**THE TASK**
Could you reproduce every entry that follows, exactly as shown?
++++ AVAILABLE DATA ++++
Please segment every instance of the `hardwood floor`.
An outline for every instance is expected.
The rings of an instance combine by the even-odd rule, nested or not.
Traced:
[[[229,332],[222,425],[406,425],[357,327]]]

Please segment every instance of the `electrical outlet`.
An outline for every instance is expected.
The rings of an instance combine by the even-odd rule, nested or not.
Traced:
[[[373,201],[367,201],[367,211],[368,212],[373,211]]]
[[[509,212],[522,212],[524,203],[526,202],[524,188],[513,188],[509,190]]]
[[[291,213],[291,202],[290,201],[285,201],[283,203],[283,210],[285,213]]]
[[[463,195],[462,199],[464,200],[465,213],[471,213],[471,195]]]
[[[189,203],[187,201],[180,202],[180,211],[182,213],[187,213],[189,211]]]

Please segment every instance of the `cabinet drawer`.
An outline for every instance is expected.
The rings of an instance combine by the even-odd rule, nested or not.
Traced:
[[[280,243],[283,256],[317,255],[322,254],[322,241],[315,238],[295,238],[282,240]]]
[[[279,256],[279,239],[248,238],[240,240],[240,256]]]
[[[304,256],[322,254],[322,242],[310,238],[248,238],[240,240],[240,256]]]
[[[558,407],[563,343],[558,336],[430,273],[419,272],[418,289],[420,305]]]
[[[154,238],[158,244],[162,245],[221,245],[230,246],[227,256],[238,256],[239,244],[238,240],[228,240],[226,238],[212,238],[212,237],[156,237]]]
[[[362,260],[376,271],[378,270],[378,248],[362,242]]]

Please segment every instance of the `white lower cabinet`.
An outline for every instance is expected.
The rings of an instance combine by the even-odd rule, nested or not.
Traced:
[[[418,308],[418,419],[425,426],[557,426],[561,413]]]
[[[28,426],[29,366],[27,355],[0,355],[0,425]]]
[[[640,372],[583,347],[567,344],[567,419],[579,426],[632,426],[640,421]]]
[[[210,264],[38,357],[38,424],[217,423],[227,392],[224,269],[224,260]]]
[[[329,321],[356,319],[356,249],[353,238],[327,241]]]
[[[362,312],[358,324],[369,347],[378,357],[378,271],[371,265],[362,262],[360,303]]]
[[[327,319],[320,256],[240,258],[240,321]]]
++++
**RESULT OF THE EXERCISE**
Please segment every instance of the `hardwood floor`.
An outline for every instance is expected.
The rings of an instance combine by the even-odd rule, nested or not.
Traced:
[[[229,332],[222,425],[406,425],[357,327]]]

Please segment every instance of the `electrical outlet`.
An outline for every instance is expected.
The rings of an instance combine by the even-odd rule, nested or not.
Traced:
[[[373,201],[367,201],[367,211],[368,212],[373,211]]]
[[[509,212],[522,212],[524,203],[526,202],[524,188],[513,188],[509,190]]]
[[[291,213],[291,202],[290,201],[285,201],[283,203],[283,210],[285,213]]]
[[[463,195],[462,199],[464,200],[465,213],[471,213],[471,195]]]
[[[189,203],[187,201],[180,202],[180,211],[182,213],[187,213],[189,211]]]

Please segment every instance of the `cabinet drawer`.
An outline for every instance is expected.
The rings of an instance combine by the even-odd rule, nested or not.
Traced:
[[[280,243],[283,256],[317,255],[322,254],[322,241],[315,238],[295,238],[282,240]]]
[[[279,256],[279,239],[248,238],[240,240],[240,256]]]
[[[304,256],[322,254],[322,242],[310,238],[248,238],[240,240],[240,256]]]
[[[558,407],[563,343],[558,336],[430,273],[419,272],[418,289],[420,305]]]
[[[154,238],[158,244],[162,245],[221,245],[230,246],[227,256],[238,256],[239,244],[238,240],[228,240],[226,238],[212,238],[212,237],[156,237]]]
[[[362,260],[376,271],[378,270],[378,248],[362,242]]]

Please segment every instance of the `white lower cabinet`.
An outline for every instance is expected.
The rings of an instance combine by the even-odd rule, nested or not.
Traced:
[[[418,308],[418,419],[425,426],[557,426],[561,413]]]
[[[28,426],[29,366],[27,355],[0,355],[0,425]]]
[[[640,372],[583,347],[567,344],[567,419],[579,426],[632,426],[640,421]]]
[[[210,264],[38,357],[38,424],[217,423],[227,392],[224,269],[224,260]]]
[[[329,321],[356,319],[356,249],[353,238],[327,241]]]
[[[362,312],[358,324],[369,347],[378,357],[378,271],[371,265],[362,262],[360,303]]]
[[[327,319],[320,256],[240,258],[240,321]]]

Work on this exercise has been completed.